■ Instructions to follow
Give the listing again character for character, but drop the images.

**** Data to use

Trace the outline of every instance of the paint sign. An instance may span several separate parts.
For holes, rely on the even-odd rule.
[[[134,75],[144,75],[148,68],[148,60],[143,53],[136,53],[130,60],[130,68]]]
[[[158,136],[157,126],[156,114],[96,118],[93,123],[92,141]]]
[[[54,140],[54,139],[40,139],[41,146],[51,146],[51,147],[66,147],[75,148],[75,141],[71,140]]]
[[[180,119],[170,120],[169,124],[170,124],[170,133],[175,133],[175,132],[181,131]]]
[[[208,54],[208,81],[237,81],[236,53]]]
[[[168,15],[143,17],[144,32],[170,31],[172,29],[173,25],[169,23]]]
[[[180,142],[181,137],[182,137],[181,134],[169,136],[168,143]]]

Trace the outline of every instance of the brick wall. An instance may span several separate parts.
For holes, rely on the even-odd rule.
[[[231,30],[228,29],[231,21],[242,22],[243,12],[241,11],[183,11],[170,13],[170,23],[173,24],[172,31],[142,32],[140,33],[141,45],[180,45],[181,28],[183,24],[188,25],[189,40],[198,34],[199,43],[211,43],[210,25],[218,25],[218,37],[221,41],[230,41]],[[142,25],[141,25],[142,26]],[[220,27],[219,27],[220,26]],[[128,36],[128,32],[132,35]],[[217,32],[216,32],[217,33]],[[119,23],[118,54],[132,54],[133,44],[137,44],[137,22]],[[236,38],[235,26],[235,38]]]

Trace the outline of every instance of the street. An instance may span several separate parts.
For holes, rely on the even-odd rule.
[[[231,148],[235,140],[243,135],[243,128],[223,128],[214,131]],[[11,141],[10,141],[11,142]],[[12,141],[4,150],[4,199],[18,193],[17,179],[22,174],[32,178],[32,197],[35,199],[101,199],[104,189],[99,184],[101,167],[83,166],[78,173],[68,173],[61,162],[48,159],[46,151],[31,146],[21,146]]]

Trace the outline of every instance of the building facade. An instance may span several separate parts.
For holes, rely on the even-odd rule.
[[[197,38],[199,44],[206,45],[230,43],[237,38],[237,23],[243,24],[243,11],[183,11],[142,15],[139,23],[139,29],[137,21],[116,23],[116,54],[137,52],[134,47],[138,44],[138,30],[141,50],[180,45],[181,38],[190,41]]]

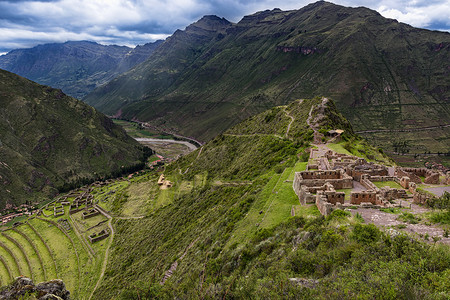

********

■ Solution to the problem
Trace the outline of every instance of the paint sign. An instance may span several separate parts.
For holes, rely on the even-odd rule.
[[[134,75],[144,75],[148,68],[148,60],[143,53],[136,53],[130,60],[130,68]]]
[[[158,136],[157,126],[156,114],[96,118],[93,123],[92,141]]]
[[[54,140],[54,139],[40,139],[41,146],[51,146],[51,147],[66,147],[75,148],[75,141],[71,140]]]
[[[180,119],[170,120],[169,124],[170,124],[170,133],[175,133],[175,132],[181,131]]]
[[[208,54],[208,81],[237,81],[236,53]]]
[[[168,15],[143,17],[144,32],[170,31],[172,29],[173,25],[169,23]]]
[[[180,142],[181,137],[182,137],[181,134],[169,136],[168,143]]]

Trace the outline of every instance of the brick wall. An instance may span several separate parts.
For holes, rely on the even-odd rule.
[[[231,30],[228,29],[231,21],[242,22],[243,12],[241,11],[183,11],[170,13],[170,23],[173,24],[172,31],[142,32],[140,33],[141,45],[180,45],[181,28],[183,24],[188,25],[189,40],[198,34],[199,43],[211,43],[210,25],[218,25],[218,37],[221,41],[230,41]],[[142,25],[141,25],[142,26]],[[220,27],[219,27],[220,26]],[[128,36],[128,32],[132,35]],[[217,32],[216,32],[217,33]],[[119,23],[118,54],[132,54],[133,44],[137,44],[137,22]],[[236,38],[235,26],[235,38]]]

Trace the outline of every instance of the street. An instance may span several separate parts.
For holes, rely on the even-odd rule.
[[[231,148],[235,140],[243,135],[243,128],[223,128],[214,131]],[[11,141],[10,141],[11,142]],[[12,141],[4,150],[4,199],[18,193],[17,179],[22,174],[32,178],[32,197],[35,199],[101,199],[104,189],[99,184],[101,167],[83,166],[78,173],[68,173],[61,162],[48,159],[46,151],[31,146],[21,146]]]

Trace the outline of every instance of the building facade. An instance may span several separate parts.
For holes, rely on the even-odd rule.
[[[197,38],[199,44],[206,45],[230,43],[237,38],[237,23],[243,24],[243,11],[183,11],[142,15],[139,23],[139,29],[137,21],[116,23],[116,54],[137,52],[134,47],[138,44],[138,30],[141,50],[180,45],[181,38],[190,41]]]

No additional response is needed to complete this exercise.